**What you have to do:** The expected output is the line bearing "Target = dog's mouth" followed by all remaining lines of the records, each restated word for word.

**Supplied records:**
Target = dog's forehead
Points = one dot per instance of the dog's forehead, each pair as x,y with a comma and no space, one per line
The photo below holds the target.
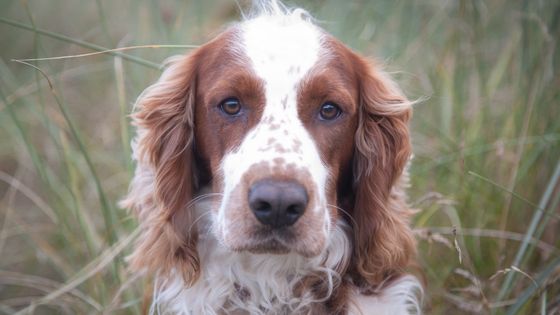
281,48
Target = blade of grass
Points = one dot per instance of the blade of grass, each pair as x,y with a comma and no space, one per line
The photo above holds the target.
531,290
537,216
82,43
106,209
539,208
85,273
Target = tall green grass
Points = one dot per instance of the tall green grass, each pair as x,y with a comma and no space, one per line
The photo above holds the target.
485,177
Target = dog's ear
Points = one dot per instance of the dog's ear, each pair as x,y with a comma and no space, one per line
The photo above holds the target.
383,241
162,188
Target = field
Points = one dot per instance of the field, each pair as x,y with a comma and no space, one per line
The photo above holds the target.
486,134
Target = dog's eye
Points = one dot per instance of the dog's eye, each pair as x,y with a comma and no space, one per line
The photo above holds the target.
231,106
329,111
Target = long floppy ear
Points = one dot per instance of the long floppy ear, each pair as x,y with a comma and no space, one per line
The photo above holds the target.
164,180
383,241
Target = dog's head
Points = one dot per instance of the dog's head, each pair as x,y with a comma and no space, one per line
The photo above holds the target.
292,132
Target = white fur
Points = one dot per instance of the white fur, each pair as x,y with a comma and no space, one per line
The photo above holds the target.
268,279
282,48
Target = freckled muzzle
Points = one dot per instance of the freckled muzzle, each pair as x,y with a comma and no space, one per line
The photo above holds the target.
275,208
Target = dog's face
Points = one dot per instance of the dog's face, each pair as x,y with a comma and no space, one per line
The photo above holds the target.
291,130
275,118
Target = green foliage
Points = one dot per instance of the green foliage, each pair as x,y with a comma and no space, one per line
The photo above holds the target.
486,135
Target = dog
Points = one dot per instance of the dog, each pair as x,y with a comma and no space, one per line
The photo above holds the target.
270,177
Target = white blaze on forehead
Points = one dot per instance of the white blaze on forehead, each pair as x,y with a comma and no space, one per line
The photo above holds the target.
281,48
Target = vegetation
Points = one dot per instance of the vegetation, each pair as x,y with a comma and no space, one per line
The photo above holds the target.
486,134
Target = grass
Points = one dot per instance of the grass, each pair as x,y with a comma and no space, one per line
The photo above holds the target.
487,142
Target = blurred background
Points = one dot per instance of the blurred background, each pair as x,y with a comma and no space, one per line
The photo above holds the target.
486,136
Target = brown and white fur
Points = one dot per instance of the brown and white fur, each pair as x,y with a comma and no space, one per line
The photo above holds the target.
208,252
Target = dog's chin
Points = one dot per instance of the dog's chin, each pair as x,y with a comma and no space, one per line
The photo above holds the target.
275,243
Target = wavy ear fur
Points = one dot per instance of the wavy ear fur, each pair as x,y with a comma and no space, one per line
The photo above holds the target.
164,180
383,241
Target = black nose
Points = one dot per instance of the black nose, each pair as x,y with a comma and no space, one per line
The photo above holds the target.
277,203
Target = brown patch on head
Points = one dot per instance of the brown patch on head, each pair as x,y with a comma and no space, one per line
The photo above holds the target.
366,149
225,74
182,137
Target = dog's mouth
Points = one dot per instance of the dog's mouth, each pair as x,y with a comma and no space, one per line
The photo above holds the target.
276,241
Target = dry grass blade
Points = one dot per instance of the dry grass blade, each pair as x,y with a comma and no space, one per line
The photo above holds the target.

**Exercise answer:**
Target = dog's mouth
Points = one dot per instance of the dog's mouth, each pair as x,y with a comma and no space, one per line
The photo above holds the target.
276,241
Target = dry grass blade
Points = one dot per instance of the dry grass blade, each pair as x,y with a comma and no space, one per line
The photo above holds the target.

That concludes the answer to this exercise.